Will A Big Fight Hurt My Baby? 3 Things to Consider Before The Screaming Match Ensues

by Maggie May Ethridge

The experience of a pregnancy is unique to each mom and each couple, but everyone (OK, maybe not Beyonce and Jay-Z) feels the normal life stressors that adding a baby brings — financial, physical, and emotional. As a result, you may find that you and your partner are squabbling more than you used to. Now, every couple fights, but if your disagreements become more common or intense, you may find yourself wondering whether if a big fight can hurt a baby.

One of the first changes a couple encounters during pregnancy is the immediate, constant consideration for your unborn child. Personally, I found it completely terrifying. The first time I had a fight with my husband, I realized that our actions could affect our future child. I wondered if our raised voices, anger, and stress in the moment could harm our baby. It’s overwhelming to think about, especially when you are already upset, but a blowout with your partner (or coworker or friend) does take a toll on your baby’s well-being. After all, fighting affects you, and most everything that affects you, affects your unborn baby. From the brain to the immune system, here are the three ways your baby is affected by a big fight during pregnancy.

- **YOUR TASKS**
1. Copy the part of the article about fighting during pregnancy that opens with the words containing "Will A Big Fight" and closes with "hurt a baby.", replacing "squabbling" with "arguing".
2. Write the next part of the article about fighting during pregnancy, picking up after its final sentence.

Natural-language object grounding material
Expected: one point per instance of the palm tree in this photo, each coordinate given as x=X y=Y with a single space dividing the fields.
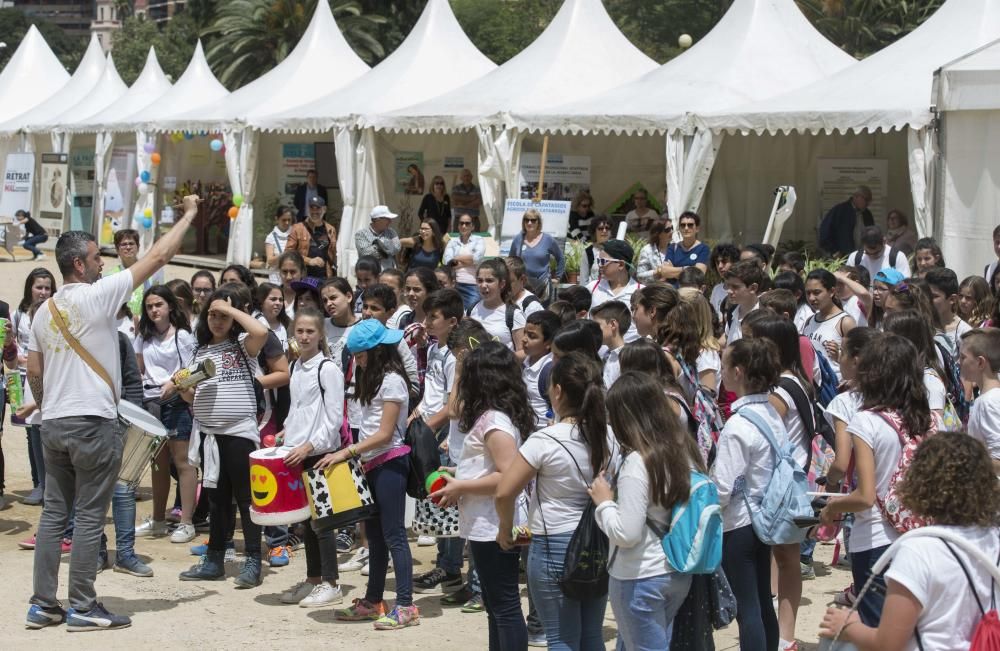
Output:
x=249 y=37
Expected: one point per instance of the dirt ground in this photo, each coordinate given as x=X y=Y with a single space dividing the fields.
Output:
x=215 y=615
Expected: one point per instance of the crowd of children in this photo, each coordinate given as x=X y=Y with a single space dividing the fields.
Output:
x=591 y=407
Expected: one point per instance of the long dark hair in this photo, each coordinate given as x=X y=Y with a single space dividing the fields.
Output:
x=582 y=386
x=891 y=377
x=177 y=319
x=491 y=379
x=29 y=282
x=643 y=422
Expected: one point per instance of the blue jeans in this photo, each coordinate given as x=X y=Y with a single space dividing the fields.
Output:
x=870 y=608
x=498 y=572
x=645 y=609
x=569 y=624
x=387 y=532
x=469 y=293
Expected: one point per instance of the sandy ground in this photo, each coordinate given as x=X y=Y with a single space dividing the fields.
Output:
x=215 y=615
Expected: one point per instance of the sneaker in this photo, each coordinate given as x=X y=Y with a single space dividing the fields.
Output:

- **OUTPUTS FOR THE TASKS**
1.
Will A Big Fight Hurt My Baby? 3 Things to Consider Before The Screaming Match Ensues

by Maggie May Ethridge

The experience of a pregnancy is unique to each mom and each couple, but everyone (OK, maybe not Beyonce and Jay-Z) feels the normal life stressors that adding a baby brings — financial, physical, and emotional. As a result, you may find that you and your partner are arguing more than you used to. Now, every couple fights, but if your disagreements become more common or intense, you may find yourself wondering whether if a big fight can hurt a baby.

2.
1. Angry Voices And Baby Brain

If possible, you want to refrain from doing anything that is going to prohibit the development of your baby’s brain, which not only affects their IQ but their ability to regulate and manage their emotions and behaviors during childhood and adulthood. That means keeping the screaming and shouting to a minimum.

The Mayo Clinic noted that periods of high anxiety can can create dramatic, though temporary, spikes in your blood pressure. Similarly, the Harvard School of Public Health released research that shows angry outbursts increase your immediate risk of heart attack. Becoming angry and lashing out only elevates those levels. So take a few deep breaths, and try to calmly talk to your partner in there’s a disagreement.

2. Physical Risks

It goes without saying that a physical altercation can harm your child. The American Journal of Epidemiology reported that women who had been in a physical fight during their pregnancy had the highest risk of stillbirth. The March Of Dimes adds that physical abuse during pregnancy can cause premature birth, low birthweight, physical injuries, bleeding, and stillbirth. Even a small shove could do some damage to you and your child. If you are being abused, get help at National domestic violence hotline: (800) 799-SAFE (7233).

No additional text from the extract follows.